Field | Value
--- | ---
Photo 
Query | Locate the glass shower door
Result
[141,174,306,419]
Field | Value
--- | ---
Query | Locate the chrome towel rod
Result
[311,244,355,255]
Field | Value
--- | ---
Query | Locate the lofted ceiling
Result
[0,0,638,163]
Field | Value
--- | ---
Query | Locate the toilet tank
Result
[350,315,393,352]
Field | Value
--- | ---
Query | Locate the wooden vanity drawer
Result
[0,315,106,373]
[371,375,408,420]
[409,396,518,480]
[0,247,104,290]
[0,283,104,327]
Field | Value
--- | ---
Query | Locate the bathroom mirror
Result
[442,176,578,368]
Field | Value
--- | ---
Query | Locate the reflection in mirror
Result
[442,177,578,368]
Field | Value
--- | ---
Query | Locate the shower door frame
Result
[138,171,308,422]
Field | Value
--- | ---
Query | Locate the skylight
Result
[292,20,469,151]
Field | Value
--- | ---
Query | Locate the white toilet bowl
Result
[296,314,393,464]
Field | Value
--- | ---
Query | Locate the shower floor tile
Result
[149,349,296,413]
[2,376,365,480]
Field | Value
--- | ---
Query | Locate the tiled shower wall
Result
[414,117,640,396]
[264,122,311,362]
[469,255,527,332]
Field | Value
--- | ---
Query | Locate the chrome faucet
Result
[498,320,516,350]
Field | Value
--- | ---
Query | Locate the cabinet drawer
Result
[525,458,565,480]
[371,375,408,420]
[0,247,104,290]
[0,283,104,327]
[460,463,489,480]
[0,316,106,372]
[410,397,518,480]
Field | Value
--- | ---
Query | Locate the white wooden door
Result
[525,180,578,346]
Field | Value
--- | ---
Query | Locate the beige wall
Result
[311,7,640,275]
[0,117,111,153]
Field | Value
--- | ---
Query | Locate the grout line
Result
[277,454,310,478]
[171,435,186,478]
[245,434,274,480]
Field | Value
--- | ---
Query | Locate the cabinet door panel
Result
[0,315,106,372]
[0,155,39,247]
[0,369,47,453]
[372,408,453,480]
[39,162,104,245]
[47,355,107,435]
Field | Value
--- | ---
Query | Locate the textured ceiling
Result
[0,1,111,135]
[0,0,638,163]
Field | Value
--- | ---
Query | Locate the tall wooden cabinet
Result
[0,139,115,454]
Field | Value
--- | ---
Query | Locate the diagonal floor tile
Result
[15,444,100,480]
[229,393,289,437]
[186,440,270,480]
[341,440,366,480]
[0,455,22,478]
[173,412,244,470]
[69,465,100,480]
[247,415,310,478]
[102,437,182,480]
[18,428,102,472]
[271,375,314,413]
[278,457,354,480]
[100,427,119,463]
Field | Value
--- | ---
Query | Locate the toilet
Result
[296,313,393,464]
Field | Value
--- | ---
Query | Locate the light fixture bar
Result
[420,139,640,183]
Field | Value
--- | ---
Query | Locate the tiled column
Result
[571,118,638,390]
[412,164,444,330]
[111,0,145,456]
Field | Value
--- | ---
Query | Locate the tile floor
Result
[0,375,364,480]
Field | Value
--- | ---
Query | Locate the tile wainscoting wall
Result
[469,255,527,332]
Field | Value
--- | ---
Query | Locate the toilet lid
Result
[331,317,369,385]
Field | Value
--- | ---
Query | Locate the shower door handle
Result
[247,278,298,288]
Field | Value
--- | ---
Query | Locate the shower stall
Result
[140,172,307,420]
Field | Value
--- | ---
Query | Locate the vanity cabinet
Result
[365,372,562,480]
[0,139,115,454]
= = =
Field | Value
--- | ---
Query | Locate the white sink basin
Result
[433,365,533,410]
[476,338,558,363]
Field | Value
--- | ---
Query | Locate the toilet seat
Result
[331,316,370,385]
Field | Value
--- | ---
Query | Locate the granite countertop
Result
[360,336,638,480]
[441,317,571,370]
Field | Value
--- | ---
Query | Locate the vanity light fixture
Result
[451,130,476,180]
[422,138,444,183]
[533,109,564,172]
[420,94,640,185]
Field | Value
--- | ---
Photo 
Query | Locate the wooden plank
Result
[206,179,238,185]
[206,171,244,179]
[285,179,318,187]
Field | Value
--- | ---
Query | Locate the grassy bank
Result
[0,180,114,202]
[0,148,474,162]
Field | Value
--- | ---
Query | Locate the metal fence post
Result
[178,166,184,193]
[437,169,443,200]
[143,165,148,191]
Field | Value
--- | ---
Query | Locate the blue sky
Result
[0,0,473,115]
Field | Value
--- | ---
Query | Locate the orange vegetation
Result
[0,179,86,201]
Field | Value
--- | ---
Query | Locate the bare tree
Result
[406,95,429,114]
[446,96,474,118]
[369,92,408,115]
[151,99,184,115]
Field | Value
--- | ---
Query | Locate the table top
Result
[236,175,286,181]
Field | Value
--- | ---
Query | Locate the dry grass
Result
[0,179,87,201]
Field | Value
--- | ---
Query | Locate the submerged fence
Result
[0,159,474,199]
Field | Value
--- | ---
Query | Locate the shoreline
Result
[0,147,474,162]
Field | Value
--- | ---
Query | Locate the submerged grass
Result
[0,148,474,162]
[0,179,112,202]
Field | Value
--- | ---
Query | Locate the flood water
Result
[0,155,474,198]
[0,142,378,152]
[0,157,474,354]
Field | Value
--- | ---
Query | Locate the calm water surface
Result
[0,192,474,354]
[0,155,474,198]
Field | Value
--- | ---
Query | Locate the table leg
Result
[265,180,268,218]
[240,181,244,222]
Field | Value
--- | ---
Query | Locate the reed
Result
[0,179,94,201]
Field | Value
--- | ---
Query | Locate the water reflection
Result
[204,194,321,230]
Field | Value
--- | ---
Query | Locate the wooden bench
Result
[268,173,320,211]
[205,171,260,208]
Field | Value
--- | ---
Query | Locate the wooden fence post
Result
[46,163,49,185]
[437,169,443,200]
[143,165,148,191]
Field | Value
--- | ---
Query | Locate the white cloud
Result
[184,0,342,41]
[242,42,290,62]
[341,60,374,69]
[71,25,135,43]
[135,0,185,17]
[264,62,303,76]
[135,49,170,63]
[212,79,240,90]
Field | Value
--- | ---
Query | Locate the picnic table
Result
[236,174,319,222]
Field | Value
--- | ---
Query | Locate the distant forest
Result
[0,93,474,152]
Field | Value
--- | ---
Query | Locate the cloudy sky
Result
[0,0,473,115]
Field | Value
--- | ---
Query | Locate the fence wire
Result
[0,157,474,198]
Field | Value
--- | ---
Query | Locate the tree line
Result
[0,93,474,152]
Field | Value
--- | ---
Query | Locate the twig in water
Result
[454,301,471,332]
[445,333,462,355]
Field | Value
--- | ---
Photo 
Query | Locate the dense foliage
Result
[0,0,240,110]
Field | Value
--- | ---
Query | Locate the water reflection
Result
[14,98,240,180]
= = =
**Task goal:** List every line of the data that contains the string "table", matching case exactly.

**Answer below:**
Query | Locate the table top
Query | Locate the table leg
Query | Locate the picnic table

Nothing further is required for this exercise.